_Document extract_
- Episode no.: Season 3 Episode 12
- Directed by: Brian Sheesley
- Written by: Dan Vebber
- Production code: 3ACV12
- Original air date: December 8, 2002

Episode features
- Opening caption: Disclaimer: Any Resemblance to Actual Robots Would Be Really Cool
- Opening cartoon: "Heap Hep Injuns" by Fleischer and Famous Studios (1950)

Episode chronology
| ← Previous "Insane in the Mainframe" | Next → "Bendin' in the Wind" |
- Futurama season 3

= The Route of All Evil =

"The Route of All Evil" is the twelfth episode in the third season of the American animated television series Futurama, and the 44th episode of the series overall. It originally aired on the Fox network in the United States on December 8, 2002. In the episode, Dwight and Cubert form their own delivery company in an attempt to impress their fathers.

== Plot ==
Having been suspended from school for salting the bully Bret Blob (who appears to have the same weakness as slugs), Dwight and Cubert find themselves stuck with their fathers Professor Hubert Farnsworth and Hermes Conrad. They do some annoyances to the staff. Meanwhile, Fry, Leela and Bender brew beer inside Bender, then they treat Bender like an expectant mom. Using Professor Farnsworth's invention that makes anyone sound like him, Dwight and Cubert fool Fry, Leela, and Bender into doing a pizza delivery to Dogdoo 8 at the end of the universe.

One week later, Leela, Fry, and Bender return. Upon breaking Dwight's hand-held game with her hand, Leela states to Cubert and Dwight that if she was their mother, she would "give them a stern talking to by their father when he got home from the Senate". When Professor Farnsworth asks what the boys did, Bender states that they sent them on a fake pizza delivery as Fry states that the address was Dogdoo 8 where the universe actually ends at Dogdoo 7. As Cubert and Dwight claim that Fry and Leela were brewing beer in Bender, Professor Farnsworth and Hermes discipline the boys by ordering them to get jobs. Cubert and Dwight decide to start up a company to rival Planet Express: a paper route.

They become so successful that they take over Planet Express when it is discovered that the Professor was declared legally dead three years ago (he was really taking a nap in a ditch in the park). The name of the company is then changed to the name of the boys' delivery route, 'Awesome Express'. Humiliated, Hermes and the Professor leave Planet Express.

_Check your understanding_
[A] Who directed the episode described in the Futurama episode article?
[B] Reproduce the Futurama episode article from "They become so" to "leave Planet Express.".
The listing comes from a separate source.

_Information provided_
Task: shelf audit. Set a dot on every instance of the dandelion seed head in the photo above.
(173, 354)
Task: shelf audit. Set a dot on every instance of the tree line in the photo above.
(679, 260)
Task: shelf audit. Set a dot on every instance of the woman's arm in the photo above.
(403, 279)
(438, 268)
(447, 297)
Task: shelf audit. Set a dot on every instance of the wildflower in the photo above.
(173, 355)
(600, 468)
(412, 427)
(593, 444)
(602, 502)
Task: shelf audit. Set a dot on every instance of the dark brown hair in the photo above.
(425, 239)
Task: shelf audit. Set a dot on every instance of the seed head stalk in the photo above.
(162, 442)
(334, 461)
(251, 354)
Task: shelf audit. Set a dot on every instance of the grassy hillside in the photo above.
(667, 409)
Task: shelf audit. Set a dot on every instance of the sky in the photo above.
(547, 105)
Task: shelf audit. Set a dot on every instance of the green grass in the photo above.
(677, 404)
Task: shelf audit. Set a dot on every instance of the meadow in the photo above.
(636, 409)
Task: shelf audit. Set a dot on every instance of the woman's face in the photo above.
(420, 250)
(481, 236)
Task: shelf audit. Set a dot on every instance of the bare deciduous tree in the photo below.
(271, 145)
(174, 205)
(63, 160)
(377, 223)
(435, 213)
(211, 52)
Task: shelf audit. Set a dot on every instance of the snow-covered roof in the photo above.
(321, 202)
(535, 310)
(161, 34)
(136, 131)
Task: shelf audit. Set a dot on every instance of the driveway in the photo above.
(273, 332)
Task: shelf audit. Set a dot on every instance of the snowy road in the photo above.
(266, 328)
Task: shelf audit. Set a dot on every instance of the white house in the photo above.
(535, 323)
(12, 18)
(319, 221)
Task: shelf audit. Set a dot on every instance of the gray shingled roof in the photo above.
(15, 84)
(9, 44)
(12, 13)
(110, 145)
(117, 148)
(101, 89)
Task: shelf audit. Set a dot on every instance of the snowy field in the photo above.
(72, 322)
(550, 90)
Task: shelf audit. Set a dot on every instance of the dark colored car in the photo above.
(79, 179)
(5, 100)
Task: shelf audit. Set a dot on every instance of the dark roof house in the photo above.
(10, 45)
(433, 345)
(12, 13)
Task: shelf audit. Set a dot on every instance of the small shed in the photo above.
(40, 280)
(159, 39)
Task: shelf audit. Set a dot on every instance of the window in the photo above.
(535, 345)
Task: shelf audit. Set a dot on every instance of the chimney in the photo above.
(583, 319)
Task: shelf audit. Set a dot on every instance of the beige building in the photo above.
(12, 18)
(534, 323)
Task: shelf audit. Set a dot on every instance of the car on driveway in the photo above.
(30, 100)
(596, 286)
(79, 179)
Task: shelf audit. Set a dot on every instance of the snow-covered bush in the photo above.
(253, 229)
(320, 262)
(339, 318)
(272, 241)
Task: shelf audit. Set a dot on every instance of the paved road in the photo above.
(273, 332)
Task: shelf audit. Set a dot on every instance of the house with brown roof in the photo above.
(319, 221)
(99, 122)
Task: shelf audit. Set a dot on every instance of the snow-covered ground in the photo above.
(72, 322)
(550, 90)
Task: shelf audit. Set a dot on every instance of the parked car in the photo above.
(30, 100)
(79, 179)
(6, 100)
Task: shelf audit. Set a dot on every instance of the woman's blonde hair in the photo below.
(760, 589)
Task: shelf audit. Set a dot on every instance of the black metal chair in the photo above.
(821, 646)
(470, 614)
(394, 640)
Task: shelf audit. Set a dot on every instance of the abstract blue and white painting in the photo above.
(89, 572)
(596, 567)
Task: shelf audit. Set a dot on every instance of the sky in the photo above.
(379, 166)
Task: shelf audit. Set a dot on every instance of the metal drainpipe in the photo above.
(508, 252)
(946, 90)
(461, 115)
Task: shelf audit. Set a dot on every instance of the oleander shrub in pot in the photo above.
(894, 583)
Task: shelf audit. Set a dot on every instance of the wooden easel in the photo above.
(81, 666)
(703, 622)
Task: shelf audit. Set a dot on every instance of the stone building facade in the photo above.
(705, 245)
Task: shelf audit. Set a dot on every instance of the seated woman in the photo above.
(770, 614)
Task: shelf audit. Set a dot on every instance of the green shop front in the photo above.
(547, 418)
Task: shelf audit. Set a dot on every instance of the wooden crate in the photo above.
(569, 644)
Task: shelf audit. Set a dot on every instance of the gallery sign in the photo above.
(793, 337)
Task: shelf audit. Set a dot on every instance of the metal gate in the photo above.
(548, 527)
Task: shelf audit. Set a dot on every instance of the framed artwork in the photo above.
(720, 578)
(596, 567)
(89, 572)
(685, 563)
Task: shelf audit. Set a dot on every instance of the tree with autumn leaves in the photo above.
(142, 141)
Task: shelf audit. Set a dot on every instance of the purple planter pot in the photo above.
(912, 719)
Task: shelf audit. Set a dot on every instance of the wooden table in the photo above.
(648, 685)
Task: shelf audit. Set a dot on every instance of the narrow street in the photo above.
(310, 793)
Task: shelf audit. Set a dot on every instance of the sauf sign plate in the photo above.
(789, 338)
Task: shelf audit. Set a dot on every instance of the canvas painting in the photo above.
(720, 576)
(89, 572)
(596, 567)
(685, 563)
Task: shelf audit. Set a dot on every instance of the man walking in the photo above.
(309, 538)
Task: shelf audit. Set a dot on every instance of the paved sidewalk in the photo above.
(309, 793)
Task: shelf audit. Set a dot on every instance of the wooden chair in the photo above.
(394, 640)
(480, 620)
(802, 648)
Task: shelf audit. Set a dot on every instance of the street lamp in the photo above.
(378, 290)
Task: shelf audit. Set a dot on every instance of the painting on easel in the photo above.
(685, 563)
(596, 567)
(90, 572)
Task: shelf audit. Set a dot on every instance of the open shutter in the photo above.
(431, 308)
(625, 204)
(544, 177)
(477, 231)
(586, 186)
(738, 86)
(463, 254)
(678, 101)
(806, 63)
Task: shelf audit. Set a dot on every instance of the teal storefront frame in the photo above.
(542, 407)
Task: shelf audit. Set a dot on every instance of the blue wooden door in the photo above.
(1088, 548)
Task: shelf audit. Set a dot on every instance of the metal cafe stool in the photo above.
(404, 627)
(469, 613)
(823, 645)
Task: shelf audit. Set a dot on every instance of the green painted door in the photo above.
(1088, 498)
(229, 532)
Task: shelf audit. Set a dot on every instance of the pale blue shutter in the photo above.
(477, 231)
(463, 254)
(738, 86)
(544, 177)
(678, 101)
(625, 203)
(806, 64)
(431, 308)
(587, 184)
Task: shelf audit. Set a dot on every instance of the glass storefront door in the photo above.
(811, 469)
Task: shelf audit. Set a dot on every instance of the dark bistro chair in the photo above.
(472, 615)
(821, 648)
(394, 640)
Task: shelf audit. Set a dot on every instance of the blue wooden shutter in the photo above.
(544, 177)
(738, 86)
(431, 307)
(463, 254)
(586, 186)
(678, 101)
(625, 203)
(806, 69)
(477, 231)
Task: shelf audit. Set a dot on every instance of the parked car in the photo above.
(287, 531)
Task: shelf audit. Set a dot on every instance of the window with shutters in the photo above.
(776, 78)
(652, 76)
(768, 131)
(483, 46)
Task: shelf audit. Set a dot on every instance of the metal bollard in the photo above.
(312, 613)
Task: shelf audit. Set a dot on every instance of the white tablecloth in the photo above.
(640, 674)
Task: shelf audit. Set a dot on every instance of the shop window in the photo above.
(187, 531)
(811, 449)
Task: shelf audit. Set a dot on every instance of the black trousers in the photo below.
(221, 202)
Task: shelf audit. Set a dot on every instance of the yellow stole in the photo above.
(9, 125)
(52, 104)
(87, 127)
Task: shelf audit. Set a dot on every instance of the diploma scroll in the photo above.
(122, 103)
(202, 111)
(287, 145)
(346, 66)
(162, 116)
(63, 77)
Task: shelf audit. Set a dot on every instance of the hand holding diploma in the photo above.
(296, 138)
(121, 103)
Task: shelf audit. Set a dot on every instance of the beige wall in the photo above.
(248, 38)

_Outputs in order_
[A] Brian Sheesley

[B]
They become so successful that they take over Planet Express when it is discovered that the Professor was declared legally dead three years ago (he was really taking a nap in a ditch in the park). The name of the company is then changed to the name of the boys' delivery route, 'Awesome Express'. Humiliated, Hermes and the Professor leave Planet Express.